What is 1) True fear in the face of war 2) Finding courage while facing death 3) War cannot be explained; it must be experienced to be understood
300
What is the curious incident of the dog in the night time?
What is the dog didn't bark, so we can deduce that the dog knew the person who had entered the barn to remove the horse?
300
According to the Polish, an estimated how many people died at Auschwitz?
What is 4 million
400
Bradbury describes Mead's walk as being "... not unequal to walking through a graveyard..." In what ways is the city like a graveyard?
What is everyone is intellectually and socially dead.
400
Chekhov lists te books the lawyer reads while he is imprisoned. Does this reading matter reveal something about the transformation the lawyer is undergoing? Explain.
What is yes. "In the second half of the sixth year the prisoner began zealously studying languages, philosophy, and history." "Then, after the tenth year, the prisoner sat immovably at the table and read nothing but the gospels." "In the last two years of his confinement, the prisoner read an immense quantity of books quite indiscriminately. At one time he was busy with the natural sciences; then he would ask for Byron or Shakespeare. There were notes in which he demanded at the same time books on chemistry, and a manual of medicine" These texts demonstrate the rate of intellectual incline as the reader moves from concrete to abstract to complex.
400
What is ironic about how Billy Boy died?
What is if he hadn't died of a heart attack, he would have been killed anyway when the helicophter banked and he fell out.
400
Who killed John Stracker? Why?
Who is Silver Blaze. The horse killed Stracker out of self-defense when he instinctively knew foul play was about to occur. So SB kicked Stracker in the head, and followed that up with the horse equivolent to 'Huzzah!'
400
What are the five types of imagery?
What is: sight smell hearing taste touch
500
The voice from the police-car notes: "No profession" in response to the pedestrain's statement that he is a writer. What does this particular utterance reveal about the society in which the story is set?

Rows excerpted from a collection:
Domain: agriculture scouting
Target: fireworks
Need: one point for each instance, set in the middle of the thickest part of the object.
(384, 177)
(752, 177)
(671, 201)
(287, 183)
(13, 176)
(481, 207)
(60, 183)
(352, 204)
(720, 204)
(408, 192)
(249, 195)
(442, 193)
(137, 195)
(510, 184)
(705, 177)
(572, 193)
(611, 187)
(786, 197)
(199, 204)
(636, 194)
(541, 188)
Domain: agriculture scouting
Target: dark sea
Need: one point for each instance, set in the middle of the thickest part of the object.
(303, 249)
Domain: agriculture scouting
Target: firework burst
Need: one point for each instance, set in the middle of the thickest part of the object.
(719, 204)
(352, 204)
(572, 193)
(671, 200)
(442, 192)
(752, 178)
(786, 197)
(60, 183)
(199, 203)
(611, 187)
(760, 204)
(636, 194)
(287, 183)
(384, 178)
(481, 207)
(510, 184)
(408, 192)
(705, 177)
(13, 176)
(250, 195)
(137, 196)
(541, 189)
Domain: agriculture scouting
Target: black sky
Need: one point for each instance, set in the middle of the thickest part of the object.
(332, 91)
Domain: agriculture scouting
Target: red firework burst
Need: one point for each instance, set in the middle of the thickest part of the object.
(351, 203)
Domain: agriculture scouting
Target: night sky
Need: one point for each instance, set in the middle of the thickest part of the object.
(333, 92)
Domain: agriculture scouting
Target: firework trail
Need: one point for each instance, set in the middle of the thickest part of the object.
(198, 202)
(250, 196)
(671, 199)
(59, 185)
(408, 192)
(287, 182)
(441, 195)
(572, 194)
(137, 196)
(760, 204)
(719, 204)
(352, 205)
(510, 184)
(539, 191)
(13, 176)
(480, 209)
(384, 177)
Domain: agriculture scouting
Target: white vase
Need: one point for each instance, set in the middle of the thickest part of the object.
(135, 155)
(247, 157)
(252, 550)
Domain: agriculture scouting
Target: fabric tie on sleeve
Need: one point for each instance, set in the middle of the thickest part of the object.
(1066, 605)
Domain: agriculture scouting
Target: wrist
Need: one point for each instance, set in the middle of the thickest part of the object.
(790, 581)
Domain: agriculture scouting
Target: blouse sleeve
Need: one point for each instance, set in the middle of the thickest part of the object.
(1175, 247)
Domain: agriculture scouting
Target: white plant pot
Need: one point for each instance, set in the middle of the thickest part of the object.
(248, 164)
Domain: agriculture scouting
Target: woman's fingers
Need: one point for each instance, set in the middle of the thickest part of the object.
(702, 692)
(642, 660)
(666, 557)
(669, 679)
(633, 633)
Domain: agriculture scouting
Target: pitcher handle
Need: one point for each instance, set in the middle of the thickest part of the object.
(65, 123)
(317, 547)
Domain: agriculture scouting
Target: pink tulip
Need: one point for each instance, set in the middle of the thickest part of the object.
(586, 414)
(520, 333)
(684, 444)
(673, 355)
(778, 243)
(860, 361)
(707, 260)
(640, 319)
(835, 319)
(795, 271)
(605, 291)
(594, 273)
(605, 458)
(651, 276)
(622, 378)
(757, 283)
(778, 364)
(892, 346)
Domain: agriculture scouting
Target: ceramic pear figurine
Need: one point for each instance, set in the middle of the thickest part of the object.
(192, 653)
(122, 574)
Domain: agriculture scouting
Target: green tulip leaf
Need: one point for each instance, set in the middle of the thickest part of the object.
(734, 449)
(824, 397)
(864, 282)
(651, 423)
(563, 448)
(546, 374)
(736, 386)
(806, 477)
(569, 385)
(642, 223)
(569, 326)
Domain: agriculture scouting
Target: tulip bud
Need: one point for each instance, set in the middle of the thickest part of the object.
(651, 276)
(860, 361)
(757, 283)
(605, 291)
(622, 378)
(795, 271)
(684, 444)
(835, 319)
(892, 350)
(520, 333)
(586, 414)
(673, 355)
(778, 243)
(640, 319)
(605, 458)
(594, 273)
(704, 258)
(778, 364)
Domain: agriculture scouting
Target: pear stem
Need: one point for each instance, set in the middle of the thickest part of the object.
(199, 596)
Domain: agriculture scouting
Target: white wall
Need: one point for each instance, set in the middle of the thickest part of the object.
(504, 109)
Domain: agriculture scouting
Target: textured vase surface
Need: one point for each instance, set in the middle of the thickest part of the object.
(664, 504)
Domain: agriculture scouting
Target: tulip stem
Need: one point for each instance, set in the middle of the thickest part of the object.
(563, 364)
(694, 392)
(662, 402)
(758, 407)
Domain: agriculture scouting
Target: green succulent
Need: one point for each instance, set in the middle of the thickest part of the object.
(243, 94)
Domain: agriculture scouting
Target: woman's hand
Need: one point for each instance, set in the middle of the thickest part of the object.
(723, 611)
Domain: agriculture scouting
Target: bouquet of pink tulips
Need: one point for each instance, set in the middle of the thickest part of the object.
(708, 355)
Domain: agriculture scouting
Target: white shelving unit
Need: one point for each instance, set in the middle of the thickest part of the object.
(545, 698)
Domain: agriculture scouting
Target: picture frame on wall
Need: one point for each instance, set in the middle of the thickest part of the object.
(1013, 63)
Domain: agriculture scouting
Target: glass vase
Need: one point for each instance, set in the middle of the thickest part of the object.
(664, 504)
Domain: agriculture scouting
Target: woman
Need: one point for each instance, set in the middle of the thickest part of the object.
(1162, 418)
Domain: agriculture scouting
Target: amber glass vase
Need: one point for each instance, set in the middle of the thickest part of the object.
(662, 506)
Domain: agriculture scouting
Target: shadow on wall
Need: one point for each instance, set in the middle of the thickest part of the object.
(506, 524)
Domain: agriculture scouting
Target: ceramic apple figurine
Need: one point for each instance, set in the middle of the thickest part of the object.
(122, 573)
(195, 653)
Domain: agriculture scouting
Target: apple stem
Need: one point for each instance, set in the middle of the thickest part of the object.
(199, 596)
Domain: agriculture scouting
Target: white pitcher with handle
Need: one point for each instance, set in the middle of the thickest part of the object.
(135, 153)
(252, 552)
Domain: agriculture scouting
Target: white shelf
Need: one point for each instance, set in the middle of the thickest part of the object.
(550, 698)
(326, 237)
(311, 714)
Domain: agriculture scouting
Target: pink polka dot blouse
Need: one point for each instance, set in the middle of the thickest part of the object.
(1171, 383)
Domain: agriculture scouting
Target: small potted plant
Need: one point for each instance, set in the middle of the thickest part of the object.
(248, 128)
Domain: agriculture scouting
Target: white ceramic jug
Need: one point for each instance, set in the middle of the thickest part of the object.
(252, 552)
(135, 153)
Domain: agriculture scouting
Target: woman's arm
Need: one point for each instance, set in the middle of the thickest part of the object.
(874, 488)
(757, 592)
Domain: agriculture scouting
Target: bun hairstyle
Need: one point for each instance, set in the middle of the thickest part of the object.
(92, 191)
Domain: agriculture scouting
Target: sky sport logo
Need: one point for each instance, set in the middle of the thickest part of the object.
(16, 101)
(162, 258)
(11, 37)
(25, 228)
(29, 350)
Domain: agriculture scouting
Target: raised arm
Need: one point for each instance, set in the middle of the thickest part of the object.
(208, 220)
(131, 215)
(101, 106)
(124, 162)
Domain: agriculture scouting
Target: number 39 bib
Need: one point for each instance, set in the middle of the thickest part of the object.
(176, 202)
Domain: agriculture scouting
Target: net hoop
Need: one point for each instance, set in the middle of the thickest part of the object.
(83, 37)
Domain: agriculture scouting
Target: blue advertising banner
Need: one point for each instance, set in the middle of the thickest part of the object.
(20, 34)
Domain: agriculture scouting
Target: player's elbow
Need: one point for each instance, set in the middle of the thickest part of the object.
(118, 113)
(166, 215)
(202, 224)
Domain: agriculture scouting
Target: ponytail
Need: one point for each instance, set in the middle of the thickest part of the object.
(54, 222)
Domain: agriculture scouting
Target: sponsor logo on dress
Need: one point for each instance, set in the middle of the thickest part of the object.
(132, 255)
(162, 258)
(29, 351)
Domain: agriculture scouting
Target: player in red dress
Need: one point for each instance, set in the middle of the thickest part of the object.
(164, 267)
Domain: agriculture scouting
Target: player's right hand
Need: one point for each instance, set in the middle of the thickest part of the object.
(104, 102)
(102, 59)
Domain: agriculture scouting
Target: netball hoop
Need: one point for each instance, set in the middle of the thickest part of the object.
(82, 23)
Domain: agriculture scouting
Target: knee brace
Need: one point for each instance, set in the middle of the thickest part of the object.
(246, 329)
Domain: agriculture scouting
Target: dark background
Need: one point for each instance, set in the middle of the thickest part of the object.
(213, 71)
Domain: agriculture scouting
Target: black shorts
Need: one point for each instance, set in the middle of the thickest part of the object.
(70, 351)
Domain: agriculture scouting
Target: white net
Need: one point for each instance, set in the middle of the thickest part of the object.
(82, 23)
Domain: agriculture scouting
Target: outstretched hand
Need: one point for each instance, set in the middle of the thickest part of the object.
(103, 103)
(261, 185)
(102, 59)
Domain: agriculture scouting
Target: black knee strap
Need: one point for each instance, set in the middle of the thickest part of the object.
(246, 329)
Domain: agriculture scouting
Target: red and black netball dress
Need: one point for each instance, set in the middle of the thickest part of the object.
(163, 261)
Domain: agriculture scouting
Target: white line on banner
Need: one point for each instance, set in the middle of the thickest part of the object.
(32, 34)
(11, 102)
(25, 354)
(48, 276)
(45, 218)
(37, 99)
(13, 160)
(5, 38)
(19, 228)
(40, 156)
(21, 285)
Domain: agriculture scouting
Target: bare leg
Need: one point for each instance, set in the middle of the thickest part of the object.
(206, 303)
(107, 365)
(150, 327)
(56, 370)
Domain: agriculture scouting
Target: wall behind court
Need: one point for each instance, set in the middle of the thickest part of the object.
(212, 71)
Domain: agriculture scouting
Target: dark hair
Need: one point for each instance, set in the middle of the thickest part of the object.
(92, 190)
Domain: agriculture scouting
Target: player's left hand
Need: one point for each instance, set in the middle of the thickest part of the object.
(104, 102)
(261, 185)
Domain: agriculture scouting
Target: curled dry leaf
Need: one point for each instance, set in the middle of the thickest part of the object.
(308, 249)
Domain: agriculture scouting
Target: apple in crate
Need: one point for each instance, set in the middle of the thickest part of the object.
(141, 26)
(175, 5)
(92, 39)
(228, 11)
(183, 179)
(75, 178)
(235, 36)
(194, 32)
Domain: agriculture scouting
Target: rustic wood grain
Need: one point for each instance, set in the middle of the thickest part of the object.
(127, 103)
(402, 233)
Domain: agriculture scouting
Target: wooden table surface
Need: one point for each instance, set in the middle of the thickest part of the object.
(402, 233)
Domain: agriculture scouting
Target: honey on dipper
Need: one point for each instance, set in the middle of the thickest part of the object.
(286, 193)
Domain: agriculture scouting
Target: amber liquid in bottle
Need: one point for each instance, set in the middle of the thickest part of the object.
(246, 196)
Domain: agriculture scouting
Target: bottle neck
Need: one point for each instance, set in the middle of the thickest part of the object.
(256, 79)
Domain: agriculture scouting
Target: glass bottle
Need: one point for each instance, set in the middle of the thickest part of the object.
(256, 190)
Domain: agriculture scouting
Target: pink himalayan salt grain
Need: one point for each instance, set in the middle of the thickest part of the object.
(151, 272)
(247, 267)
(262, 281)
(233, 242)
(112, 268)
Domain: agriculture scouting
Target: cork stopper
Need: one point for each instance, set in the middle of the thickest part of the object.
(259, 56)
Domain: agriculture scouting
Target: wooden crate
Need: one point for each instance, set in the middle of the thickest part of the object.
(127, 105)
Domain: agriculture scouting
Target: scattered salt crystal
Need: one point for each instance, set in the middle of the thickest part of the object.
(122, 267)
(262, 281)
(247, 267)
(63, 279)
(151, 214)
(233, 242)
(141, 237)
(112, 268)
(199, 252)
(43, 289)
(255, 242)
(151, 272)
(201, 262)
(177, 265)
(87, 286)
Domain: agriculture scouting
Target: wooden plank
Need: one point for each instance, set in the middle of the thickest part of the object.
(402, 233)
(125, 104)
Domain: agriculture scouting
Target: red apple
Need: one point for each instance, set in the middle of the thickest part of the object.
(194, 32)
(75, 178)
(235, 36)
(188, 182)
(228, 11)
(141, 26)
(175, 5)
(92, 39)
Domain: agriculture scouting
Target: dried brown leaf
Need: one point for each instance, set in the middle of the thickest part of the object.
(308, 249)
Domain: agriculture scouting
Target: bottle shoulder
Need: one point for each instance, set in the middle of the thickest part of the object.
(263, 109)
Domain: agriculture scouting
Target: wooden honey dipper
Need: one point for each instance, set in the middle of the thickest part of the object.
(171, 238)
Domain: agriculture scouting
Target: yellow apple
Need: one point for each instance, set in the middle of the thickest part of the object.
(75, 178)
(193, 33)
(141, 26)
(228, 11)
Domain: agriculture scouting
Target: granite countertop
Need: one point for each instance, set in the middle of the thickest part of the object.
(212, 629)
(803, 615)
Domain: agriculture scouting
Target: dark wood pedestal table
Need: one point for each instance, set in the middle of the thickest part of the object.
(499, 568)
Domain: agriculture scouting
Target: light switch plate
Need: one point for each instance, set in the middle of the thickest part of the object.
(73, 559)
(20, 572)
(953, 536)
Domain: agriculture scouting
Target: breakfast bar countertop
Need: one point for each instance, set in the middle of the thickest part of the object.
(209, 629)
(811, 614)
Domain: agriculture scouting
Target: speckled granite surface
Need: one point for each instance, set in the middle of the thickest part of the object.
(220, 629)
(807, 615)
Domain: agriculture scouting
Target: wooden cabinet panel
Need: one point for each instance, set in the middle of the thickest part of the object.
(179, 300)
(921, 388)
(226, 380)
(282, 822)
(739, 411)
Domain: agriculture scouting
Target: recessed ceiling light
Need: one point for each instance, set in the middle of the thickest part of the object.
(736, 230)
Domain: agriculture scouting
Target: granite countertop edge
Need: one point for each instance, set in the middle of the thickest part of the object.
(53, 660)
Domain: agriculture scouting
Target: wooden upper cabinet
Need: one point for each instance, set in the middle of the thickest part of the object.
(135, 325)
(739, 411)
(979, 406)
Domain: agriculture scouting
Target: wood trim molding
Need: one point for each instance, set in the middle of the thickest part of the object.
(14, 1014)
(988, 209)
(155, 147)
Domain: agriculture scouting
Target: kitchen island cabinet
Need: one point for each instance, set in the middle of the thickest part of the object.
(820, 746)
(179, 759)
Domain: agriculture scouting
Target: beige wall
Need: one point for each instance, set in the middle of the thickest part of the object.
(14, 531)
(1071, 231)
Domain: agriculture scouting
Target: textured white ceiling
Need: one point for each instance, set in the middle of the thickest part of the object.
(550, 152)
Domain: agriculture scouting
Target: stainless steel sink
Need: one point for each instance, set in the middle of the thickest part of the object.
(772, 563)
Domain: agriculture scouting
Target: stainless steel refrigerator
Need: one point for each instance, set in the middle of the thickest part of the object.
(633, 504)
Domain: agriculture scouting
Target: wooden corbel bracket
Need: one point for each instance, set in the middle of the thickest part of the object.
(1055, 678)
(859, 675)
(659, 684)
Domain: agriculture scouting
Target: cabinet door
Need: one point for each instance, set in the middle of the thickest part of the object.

Your tasks:
- 1) What is the Spanish translation of the sentence "In what ways is the city like a graveyard?" from the literature quiz?
- 2) Can you summarize the literature quiz in two sentences?
These rows come from a separate source.

Expected outputs:
- 1) ¿En qué sentido se parece la ciudad a un cementerio?

- 2) The literature quiz assigns point values of 300, 400, and 500 to questions, most of them followed by an answer phrased as "What is..." or "Who is...". The questions cover the dog that did not bark in the night, the estimated number of deaths at Auschwitz, how the city on Mead's walk resembles a graveyard, the lawyer's reading while imprisoned, the irony of Billy Boy's death, who killed John Stracker, and the five types of imagery.